### Passage provided ###

There is a collection of parameters that are used by the deployment script that determine properties like resource location, pricing tiers, and naming. If you wish to modify any of these parameters you can edit the values in parameters.json.

NOTE: In order to support the number of virtual devices required for the demo in the Kubernetes cluster, it will deploy 3 nodes. Please be aware that this can be a large cost.

The Resource Group should look like this:

Note: Due the amount of resources of this demo the consumption of Azure is around $200 approximately per month with three nodes on the AKS cluster. Depending on the Azure region with the default paramenters.

Demo Provisioning Info

This demo only creates active devices in 1 hotel (SmartHotel360 -> SH360 Elite 1) to reduce the deployment time as well as cost in Azure.

If you want to have devices active in every hotel you will need to add the following parameters when executing the deployment script:

• {digitalTwinsProvisioningTemplateFilePath}: This should be set to "DigitalTwinsProvisioning-Full/SmartHotel_Site_Provisioning.yaml"
  • This template ensures that the Digital Twins provisioning and the IoT Hub device creation have devices in every single room.
• {numberOfAksNodes}: This should be set to 10
  • The number of virtual devices running in the kubernetes cluster increases by 4 times for the full data, and therefore the number of nodes running all those pods needs to increase.

NOTE: The full deployment can take well over an hour.

Making Digital Twins Provisioning Changes

If you choose to modify any of the provisioning by increasing the number of rooms that are included in a floor, a new floorplan (found in /Source/ARM/Images/floorplans) file will be required. Otherwise any new rooms will most likely not be displayed or accessible in the floorplan view. Make sure to mimic the svg structure and id naming to ensure the website functions properly.

User Settings

When the deployment script is complete, it will output a userSettings.json file with information needed for the rest of the deployment.

###

# Objective 1:
Duplicate the part of the deployment guide that opens with the words containing "The Resource Group" and closes with "cost in Azure.".
# Objective 2:
In the deployment guide, what should {numberOfAksNodes} be set to so that devices are active in every hotel?
# Objective 3:
Resume the demo deployment guide right after its last sentence.
The rows further down are separate material, unrelated to the deployment guide.

### Record extracts ###

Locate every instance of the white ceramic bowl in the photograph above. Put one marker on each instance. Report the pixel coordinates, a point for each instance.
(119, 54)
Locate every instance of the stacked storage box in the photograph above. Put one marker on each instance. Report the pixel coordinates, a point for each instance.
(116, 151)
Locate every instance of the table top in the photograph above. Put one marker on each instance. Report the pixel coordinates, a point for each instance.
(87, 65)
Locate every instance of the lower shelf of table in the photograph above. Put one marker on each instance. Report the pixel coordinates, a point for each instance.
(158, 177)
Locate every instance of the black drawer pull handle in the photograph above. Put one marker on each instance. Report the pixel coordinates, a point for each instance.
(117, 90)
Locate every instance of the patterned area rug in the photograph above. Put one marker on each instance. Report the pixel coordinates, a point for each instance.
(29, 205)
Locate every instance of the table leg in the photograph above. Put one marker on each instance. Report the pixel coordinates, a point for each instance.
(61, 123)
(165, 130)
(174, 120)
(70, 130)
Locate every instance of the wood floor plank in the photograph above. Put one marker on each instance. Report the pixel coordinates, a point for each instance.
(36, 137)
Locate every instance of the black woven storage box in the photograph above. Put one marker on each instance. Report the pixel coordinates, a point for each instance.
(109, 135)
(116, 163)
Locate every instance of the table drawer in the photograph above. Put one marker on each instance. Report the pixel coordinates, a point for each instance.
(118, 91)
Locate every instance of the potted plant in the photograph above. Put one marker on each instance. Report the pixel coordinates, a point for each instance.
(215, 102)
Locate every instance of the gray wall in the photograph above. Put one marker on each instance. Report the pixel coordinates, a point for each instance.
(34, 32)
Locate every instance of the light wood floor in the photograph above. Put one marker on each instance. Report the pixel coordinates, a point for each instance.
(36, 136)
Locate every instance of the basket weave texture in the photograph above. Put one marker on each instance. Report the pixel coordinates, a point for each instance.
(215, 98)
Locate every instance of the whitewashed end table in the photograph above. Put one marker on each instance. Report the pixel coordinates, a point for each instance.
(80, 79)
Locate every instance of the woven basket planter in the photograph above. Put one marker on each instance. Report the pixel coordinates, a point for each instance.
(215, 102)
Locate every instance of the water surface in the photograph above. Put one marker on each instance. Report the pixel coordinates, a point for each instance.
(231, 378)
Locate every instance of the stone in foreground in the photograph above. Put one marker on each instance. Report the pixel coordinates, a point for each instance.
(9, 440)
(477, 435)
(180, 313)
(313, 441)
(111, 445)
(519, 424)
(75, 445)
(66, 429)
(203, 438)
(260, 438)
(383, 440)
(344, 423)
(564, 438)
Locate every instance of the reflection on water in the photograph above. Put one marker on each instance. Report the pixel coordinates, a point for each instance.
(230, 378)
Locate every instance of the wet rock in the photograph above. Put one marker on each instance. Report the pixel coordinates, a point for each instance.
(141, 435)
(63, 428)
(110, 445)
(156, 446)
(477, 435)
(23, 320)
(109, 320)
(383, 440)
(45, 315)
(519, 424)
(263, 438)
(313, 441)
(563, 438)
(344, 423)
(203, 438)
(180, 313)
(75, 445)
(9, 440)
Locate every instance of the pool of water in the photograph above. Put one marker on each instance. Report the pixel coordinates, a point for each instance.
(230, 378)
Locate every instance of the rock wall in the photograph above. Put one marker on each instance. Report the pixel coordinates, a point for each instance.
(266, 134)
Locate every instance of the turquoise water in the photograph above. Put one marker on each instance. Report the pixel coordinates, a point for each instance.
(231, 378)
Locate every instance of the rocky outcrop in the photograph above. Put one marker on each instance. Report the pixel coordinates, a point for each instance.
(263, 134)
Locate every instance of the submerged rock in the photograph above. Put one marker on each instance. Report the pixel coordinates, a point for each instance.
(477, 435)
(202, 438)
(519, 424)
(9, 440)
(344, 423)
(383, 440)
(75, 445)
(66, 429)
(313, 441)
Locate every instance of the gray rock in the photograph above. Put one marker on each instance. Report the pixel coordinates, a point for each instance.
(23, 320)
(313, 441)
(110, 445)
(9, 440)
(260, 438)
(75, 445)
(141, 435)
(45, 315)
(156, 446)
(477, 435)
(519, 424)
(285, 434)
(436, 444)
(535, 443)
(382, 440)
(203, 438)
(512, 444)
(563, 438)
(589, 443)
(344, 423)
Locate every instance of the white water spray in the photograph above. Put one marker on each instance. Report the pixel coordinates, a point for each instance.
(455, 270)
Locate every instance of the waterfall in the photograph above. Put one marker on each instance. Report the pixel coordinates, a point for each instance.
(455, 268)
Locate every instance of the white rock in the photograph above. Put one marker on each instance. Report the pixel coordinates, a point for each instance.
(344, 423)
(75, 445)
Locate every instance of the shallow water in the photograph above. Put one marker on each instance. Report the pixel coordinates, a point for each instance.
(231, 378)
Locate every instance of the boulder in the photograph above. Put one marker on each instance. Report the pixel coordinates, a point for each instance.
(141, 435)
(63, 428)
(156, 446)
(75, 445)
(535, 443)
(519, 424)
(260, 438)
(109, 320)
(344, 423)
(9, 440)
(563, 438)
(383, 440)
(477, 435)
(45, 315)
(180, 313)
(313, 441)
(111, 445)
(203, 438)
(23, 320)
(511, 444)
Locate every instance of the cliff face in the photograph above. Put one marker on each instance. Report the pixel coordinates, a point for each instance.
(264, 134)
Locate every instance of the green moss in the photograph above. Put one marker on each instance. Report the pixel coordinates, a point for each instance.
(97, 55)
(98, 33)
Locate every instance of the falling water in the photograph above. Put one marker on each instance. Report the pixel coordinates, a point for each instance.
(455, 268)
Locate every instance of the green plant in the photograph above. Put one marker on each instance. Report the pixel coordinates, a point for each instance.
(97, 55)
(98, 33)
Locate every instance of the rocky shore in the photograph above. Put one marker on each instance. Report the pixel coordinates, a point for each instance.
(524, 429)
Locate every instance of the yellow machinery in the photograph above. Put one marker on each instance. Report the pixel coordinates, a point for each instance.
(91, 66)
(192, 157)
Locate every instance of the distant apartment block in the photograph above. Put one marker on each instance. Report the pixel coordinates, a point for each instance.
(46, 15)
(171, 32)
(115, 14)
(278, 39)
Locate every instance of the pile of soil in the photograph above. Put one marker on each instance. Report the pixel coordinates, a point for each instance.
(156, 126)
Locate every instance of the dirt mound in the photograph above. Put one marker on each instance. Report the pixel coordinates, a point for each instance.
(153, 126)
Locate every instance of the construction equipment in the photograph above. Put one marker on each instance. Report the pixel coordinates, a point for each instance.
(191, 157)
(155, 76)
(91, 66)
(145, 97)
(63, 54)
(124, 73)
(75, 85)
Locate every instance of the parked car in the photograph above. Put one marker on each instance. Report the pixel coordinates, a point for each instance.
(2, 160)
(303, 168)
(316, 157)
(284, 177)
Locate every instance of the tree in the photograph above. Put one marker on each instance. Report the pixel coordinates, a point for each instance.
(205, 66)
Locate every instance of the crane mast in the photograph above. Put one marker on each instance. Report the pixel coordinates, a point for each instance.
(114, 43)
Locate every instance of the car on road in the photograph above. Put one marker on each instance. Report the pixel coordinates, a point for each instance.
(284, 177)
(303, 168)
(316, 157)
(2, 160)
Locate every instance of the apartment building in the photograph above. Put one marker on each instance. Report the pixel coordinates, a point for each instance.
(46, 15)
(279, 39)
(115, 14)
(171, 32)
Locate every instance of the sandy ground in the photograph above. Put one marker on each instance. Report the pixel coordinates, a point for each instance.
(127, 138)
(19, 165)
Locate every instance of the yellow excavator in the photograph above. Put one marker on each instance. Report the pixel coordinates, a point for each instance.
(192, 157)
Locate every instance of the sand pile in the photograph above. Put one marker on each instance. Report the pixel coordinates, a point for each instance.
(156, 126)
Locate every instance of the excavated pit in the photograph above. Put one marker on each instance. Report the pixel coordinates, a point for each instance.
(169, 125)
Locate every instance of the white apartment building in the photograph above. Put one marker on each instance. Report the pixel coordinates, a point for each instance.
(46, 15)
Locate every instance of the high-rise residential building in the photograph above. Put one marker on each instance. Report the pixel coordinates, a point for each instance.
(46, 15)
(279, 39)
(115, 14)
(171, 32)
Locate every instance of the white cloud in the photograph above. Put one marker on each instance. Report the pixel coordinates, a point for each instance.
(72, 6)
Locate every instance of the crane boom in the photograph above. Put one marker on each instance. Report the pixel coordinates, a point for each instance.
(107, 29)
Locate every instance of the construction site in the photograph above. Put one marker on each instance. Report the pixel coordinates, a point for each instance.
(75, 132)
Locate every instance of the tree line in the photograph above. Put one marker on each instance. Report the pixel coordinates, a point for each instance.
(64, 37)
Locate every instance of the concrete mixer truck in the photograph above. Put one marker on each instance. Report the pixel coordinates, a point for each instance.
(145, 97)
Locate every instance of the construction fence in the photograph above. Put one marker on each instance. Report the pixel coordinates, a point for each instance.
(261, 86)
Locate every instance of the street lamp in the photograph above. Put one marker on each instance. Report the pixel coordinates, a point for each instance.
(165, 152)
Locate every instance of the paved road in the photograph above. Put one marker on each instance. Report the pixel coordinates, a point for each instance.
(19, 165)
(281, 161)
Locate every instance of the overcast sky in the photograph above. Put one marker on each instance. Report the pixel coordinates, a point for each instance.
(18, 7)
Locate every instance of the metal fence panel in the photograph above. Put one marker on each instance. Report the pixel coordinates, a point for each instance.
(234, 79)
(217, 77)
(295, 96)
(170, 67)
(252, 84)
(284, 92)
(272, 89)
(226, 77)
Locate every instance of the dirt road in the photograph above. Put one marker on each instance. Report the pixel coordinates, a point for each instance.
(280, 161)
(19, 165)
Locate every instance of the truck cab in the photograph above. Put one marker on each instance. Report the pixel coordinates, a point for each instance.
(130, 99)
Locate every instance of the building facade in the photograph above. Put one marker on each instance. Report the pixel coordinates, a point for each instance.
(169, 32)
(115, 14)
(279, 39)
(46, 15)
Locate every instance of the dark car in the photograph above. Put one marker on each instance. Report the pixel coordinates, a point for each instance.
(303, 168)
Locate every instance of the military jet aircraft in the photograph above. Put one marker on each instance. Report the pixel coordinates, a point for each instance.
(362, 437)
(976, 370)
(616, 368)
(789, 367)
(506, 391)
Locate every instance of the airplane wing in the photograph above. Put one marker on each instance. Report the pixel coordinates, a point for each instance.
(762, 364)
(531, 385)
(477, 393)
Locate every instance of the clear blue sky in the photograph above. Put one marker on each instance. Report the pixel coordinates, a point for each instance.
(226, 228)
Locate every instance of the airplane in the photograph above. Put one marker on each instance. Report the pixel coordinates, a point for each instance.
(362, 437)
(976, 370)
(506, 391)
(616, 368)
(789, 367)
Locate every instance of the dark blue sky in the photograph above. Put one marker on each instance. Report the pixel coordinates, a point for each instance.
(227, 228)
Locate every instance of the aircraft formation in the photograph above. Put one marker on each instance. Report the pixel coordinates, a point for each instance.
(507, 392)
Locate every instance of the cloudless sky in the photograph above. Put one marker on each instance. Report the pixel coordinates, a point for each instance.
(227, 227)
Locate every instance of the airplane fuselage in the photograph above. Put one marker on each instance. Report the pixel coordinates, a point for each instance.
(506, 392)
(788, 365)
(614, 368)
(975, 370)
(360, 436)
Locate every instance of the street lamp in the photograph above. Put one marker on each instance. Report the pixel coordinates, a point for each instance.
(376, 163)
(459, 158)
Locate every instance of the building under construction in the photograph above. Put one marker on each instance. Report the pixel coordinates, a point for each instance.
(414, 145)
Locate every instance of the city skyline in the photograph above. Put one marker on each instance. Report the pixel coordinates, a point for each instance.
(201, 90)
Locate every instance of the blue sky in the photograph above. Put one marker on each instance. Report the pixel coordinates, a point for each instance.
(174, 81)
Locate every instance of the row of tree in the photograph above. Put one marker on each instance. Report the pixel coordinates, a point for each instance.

###

# Task answer 1:
The Resource Group should look like this:

Note: Due the amount of resources of this demo the consumption of Azure is around $200 approximately per month with three nodes on the AKS cluster. Depending on the Azure region with the default paramenters.

Demo Provisioning Info

This demo only creates active devices in 1 hotel (SmartHotel360 -> SH360 Elite 1) to reduce the deployment time as well as cost in Azure.

# Task answer 2:
It should be set to 10.

# Task answer 3:
{
    "tenantId": "{tenant id}",
    "clientId": "{client id}",
    "aadReplyUrl": "{facility management web reply uri for ADAL}",
    "digitalTwinsManagementEndpoint": "{digital twins management endpoint}",
    "digitalTwinsManagementApiEndpoint": "{digital twins management api endpoint}",
    "facilityManagementWebsiteUri": "url to the facility management website",
    "facilityManagementApiUri": "{facility management api}",
    "facilityManagementApiEndpoint": "{facility management api endpoint}",
    "storageConnectionString": "{connection string to azure storage account}",
    "eventHubConsumerConnectionString": "{consumer connection string to the event hub}",
    "iotHubConnectionString": "{connection string to the iot hub}",
    "cosmosDbConnectionString": "{connection string to the cosmos db}",
    "azureMapsKey": "{auth key to connect to the Azure Maps resource}",
    "roomDevicesApiEndpoint": "{room devices api endpoint - needed for running the Xamarin Mobile Clients}",
    "demoRoomSpaceId": "{space id of the room needed for running demos using the Xamarin Mobile Clients}",
    "demoRoomKubernetesDeployment": "{name of the demo room kubernetes deployment}",
    "deviceRelayFunctionEndpoint": "{uri of the device azure function}",
    "deviceRelayFunctionKey": "{default key of the device azure function}"
}

NOTE: If you are going to run the IoT Demo for the Xamarin Mobile Apps, then you will need the roomDevicesApiEndpoint and mobileRoomSpaceId values from the userSettings.json file.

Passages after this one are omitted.